**Text section:**
How to Suck at Being an Ex-Fundamentalist
Mr. Matt Dillahunty is an atheist who is an ex-fundamentalist. Watching clips from his show The Atheist Experience, where he mugs and grimaces at the naïve fundies who call in, I have come to the conclusion that being an ex-fundamentalist is something he sucks at.[1] I hope he does not mind my candor here but, as he pulls no punches with his callers, I will pull no punches with him. The worst atheists, bar none, are those who began as hyper-conservative evangelical protestants. That particular smell DOES NOT rub off no matter how many times you refute creationism or point out there is slavery in the Pentateuch. The smell is one of earnest, doctrinaire moralism and aggressive proselytizing. I don’t like that smell when fundamentalists emit it and I don’t like it any better wafting from atheists. I think though, that I have worked out the reason this is such a problem in the atheist community.
I can only imagine the misery of
growing up a JW for instance. In my house, a fairly pious Catholic one, my curiosity was
given free reign and, though it led to some clashes with my mother, that wise a
wise policy. I read what I wanted to read and would never have ceded that right
for anything. Suppose, though, I were to escape from the limited environment in
which our JW neighbors were raised? What would I take with me if I left that community
or one like it? Alas nothing. I would leave in the same ignorance and arrogant sectarianism
in which I was raised. The very first thing I would need to do in this state is
attach myself to another doctrine (preferably a simple and easy one) that fills the void
left by the old belief system. Having done this, I, of course, will put
enormous energy into defending this doctrine which is now my literal lifeline.

**Exercise data:**
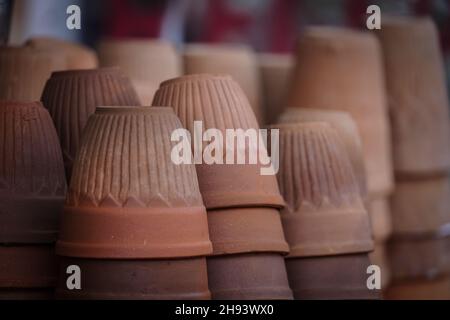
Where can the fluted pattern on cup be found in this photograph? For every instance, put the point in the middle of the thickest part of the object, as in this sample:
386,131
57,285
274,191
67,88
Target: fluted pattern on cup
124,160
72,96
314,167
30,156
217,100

...

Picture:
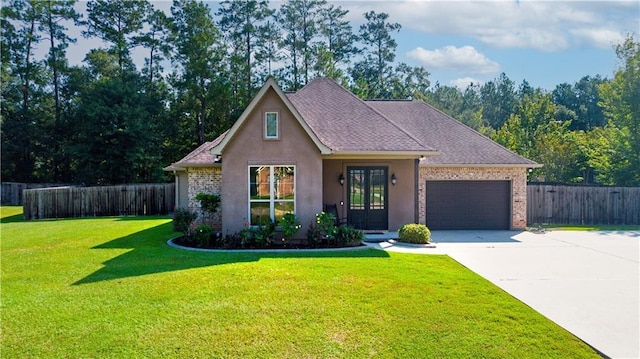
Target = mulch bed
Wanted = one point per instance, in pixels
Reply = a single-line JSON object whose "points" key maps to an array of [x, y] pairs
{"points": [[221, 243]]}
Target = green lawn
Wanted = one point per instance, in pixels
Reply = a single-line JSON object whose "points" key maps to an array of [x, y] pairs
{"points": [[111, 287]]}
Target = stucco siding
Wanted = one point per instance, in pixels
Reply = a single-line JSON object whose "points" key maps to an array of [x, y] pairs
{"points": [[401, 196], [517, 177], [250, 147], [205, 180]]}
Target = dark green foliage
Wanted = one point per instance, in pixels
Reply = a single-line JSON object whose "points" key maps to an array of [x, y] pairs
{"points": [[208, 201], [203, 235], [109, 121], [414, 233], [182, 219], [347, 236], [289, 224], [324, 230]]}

* * *

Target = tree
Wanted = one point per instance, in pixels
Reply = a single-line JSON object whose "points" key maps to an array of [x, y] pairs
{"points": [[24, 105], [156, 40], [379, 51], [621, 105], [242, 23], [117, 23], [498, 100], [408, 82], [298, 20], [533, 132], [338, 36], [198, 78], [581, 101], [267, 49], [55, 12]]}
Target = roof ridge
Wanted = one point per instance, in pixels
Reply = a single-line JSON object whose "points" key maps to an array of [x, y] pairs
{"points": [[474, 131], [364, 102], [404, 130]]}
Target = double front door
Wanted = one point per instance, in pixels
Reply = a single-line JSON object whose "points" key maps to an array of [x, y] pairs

**Required tasks:**
1. Please copy the essay on ex-fundamentalists word for word, starting with "I can only imagine" and going on through "my literal lifeline.".
2. In the essay on ex-fundamentalists, what is the name of Matt Dillahunty's show?

**Exercise results:**
1.
I can only imagine the misery of
growing up a JW for instance. In my house, a fairly pious Catholic one, my curiosity was
given free reign and, though it led to some clashes with my mother, that wise a
wise policy. I read what I wanted to read and would never have ceded that right
for anything. Suppose, though, I were to escape from the limited environment in
which our JW neighbors were raised? What would I take with me if I left that community
or one like it? Alas nothing. I would leave in the same ignorance and arrogant sectarianism
in which I was raised. The very first thing I would need to do in this state is
attach myself to another doctrine (preferably a simple and easy one) that fills the void
left by the old belief system. Having done this, I, of course, will put
enormous energy into defending this doctrine which is now my literal lifeline.

2. The Atheist Experience